• Task material
━━━━━━━━━━━━━━━━━━━━━━━━━━━━━━

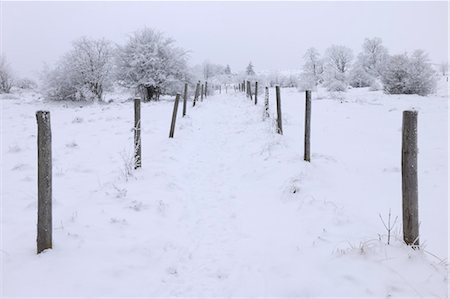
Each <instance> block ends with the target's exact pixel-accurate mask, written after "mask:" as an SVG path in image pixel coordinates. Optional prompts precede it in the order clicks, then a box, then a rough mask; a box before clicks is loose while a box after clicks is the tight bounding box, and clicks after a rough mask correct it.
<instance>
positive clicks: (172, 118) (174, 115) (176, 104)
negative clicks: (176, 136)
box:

━━━━━━━━━━━━━━━━━━━━━━━━━━━━━━

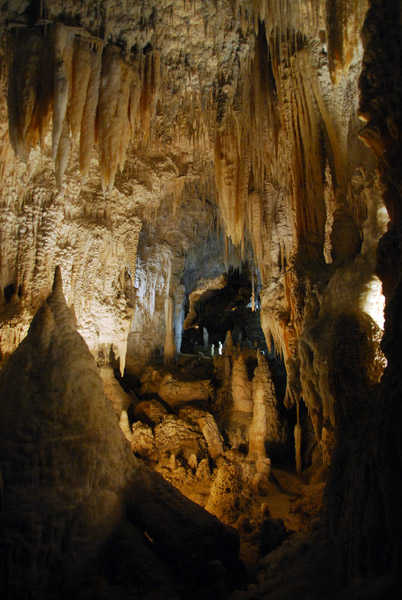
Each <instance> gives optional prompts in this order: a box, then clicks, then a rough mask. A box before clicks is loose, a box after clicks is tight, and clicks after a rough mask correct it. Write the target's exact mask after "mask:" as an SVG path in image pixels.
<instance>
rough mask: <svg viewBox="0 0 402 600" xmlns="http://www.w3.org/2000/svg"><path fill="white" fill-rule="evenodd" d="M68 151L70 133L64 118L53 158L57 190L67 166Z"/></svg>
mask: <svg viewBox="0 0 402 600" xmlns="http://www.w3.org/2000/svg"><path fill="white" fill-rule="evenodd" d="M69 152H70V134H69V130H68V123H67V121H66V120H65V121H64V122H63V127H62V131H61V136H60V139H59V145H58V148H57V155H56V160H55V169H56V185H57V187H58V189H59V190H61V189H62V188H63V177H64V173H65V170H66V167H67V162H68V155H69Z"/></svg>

━━━━━━━━━━━━━━━━━━━━━━━━━━━━━━

• Problem to work on
Tally the lines of the items above that contain the string "pixels", treating uppercase and lowercase letters as distinct, and give only the resulting number.

• Response below
1